▸ WHAT YOU SHOULD DO
Pick out every line in the rows below that contains the word "woman", and copy each of those lines.

(Object detection data)
↓↓↓

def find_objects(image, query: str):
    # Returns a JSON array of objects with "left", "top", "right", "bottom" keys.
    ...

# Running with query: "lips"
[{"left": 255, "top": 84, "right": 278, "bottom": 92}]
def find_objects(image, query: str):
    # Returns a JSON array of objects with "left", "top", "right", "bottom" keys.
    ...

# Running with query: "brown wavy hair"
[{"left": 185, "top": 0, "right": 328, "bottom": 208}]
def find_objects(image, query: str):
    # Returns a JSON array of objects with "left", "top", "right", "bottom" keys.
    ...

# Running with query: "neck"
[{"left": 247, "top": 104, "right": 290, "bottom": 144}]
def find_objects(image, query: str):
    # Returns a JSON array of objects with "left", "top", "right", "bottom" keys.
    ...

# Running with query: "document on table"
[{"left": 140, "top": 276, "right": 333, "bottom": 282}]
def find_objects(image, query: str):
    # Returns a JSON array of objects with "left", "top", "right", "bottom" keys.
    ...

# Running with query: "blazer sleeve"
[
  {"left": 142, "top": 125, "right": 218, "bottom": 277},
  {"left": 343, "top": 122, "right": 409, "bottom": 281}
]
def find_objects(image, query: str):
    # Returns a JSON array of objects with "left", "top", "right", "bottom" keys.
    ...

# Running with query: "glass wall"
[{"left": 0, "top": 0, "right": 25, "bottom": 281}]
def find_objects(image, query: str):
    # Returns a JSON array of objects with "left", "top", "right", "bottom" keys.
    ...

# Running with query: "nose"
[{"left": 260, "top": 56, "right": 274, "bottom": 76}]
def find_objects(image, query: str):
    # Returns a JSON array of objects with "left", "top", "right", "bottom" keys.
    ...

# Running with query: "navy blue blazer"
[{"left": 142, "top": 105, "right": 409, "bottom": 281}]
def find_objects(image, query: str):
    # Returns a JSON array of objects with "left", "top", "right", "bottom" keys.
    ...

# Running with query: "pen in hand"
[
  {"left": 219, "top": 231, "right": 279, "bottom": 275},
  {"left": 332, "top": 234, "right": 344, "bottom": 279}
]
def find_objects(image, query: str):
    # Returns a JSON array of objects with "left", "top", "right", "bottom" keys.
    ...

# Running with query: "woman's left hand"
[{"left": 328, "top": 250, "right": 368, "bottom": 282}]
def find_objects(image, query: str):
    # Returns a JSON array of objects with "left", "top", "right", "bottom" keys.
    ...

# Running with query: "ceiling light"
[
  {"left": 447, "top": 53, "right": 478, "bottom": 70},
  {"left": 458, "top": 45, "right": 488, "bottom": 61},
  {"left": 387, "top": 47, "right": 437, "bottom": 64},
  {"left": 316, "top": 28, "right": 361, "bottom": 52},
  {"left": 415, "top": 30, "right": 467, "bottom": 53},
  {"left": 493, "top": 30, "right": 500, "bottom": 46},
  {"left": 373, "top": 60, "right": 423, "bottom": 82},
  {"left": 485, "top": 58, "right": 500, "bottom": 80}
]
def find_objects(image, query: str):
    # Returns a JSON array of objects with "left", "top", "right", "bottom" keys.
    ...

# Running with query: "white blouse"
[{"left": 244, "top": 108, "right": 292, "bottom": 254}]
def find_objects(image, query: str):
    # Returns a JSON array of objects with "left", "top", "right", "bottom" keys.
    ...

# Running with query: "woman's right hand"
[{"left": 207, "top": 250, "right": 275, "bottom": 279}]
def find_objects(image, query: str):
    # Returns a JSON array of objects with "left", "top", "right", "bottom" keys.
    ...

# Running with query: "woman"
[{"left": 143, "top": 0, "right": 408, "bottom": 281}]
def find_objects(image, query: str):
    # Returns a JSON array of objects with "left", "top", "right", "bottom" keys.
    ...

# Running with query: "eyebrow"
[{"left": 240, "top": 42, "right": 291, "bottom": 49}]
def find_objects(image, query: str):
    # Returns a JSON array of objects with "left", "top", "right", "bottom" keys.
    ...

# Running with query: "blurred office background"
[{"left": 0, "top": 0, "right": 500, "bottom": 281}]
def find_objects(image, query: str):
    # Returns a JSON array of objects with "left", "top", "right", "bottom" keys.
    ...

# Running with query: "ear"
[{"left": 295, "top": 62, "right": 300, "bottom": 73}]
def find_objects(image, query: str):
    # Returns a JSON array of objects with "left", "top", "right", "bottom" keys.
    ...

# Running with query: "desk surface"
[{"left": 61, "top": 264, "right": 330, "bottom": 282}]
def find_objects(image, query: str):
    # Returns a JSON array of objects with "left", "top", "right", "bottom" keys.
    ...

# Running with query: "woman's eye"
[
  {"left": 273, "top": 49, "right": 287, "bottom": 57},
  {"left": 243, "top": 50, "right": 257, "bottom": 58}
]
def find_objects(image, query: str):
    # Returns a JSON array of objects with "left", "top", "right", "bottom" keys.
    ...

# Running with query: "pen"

↑↑↑
↓↓↓

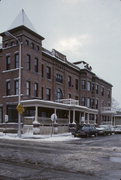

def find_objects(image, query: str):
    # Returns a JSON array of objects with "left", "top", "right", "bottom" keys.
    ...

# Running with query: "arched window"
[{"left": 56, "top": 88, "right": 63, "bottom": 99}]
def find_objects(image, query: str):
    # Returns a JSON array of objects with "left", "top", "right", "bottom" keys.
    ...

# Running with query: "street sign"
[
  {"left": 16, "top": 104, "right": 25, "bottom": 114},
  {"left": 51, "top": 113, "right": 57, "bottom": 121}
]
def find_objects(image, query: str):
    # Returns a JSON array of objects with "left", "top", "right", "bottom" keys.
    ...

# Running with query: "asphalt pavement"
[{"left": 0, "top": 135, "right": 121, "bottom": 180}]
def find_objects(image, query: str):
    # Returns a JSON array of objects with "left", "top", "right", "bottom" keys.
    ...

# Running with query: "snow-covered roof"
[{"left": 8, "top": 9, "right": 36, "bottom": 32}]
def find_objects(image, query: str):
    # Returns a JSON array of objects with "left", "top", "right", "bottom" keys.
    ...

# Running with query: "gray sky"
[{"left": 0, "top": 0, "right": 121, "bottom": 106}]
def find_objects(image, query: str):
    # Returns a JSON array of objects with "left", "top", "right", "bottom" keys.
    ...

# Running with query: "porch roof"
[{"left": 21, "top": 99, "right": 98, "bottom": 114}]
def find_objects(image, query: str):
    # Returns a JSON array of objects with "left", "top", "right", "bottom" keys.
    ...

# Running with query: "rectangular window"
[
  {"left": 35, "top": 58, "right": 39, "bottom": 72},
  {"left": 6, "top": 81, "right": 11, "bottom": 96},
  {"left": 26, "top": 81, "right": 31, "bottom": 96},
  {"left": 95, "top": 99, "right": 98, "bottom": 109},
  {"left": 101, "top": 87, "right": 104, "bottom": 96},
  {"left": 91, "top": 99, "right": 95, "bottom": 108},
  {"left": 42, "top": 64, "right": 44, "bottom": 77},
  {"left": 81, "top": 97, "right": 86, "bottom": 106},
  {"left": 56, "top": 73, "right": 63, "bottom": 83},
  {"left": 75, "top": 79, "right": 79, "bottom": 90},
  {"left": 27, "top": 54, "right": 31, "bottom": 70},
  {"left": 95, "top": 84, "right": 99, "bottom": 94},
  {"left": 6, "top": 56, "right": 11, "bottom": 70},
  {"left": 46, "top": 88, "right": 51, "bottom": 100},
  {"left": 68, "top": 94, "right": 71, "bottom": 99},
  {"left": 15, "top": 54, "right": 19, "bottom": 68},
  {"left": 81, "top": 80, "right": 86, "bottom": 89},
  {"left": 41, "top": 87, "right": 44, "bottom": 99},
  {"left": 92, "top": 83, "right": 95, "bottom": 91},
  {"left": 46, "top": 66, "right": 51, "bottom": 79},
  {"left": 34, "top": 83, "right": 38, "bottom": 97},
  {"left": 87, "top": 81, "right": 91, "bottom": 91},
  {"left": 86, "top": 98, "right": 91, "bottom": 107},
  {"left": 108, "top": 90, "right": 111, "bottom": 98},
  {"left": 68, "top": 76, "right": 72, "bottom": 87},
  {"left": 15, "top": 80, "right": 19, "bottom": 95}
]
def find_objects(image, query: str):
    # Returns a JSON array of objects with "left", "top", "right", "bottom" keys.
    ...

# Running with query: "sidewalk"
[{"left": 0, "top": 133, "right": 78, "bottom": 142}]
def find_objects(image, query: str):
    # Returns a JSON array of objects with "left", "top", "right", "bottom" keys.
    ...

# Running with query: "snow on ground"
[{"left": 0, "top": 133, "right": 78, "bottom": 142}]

↑↑↑
↓↓↓

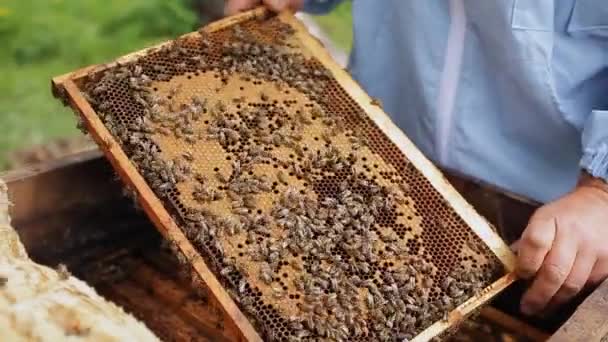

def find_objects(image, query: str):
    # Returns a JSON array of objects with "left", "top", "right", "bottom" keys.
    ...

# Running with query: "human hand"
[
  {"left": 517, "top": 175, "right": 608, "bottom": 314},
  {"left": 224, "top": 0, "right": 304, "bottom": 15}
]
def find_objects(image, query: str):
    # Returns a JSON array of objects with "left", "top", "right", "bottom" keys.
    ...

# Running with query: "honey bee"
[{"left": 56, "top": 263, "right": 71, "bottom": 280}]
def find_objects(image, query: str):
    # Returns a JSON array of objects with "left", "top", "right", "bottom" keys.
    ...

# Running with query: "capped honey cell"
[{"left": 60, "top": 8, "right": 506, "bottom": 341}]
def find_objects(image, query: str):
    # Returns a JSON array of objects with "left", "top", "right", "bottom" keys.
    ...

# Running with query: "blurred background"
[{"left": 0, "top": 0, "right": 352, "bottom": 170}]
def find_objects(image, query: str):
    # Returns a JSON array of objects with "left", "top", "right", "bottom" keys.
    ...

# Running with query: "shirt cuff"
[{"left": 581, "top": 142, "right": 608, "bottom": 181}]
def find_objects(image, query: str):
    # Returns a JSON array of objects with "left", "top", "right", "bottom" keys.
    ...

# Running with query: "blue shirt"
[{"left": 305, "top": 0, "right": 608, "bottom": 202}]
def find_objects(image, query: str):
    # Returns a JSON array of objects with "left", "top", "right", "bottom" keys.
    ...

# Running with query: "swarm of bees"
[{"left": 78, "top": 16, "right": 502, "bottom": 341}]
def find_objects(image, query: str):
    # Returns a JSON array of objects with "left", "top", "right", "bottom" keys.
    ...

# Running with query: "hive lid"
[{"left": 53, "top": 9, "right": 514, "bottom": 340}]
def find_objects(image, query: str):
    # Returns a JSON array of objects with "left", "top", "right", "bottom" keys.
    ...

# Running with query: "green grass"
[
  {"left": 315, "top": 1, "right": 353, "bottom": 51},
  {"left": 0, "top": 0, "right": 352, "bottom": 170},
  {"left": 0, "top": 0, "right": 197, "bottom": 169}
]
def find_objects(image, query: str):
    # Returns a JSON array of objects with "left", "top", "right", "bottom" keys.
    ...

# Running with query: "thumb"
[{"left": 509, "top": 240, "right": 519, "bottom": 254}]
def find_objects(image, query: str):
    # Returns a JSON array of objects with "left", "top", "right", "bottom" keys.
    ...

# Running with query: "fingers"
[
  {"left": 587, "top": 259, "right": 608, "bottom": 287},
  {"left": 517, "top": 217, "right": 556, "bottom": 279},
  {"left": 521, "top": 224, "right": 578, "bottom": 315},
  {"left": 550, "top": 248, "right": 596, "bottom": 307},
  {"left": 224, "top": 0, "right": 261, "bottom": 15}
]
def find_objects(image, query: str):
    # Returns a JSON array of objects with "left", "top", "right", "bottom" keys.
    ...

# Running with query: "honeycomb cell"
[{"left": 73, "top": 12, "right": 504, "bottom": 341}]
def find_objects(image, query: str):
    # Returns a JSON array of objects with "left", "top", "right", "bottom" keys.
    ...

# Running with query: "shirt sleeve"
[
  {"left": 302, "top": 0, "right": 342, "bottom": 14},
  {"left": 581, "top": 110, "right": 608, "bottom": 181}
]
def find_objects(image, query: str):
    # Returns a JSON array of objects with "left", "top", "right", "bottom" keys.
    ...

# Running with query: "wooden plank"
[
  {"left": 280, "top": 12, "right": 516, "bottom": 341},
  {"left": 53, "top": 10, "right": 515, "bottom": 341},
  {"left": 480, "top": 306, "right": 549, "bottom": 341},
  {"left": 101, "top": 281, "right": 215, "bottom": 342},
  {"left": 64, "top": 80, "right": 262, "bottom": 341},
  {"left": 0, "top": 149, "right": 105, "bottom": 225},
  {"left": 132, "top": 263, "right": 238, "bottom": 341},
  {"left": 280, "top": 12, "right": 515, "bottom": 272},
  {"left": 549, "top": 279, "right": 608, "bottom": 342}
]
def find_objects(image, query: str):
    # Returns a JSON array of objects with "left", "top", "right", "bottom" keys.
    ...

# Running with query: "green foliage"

↑↑↑

▸ SOLUTION TO THIS PROBLEM
# Running with query: "woman's left hand"
# Running with query: "woman's right hand"
# Running with query: "woman"
# Running with query: "woman's eye"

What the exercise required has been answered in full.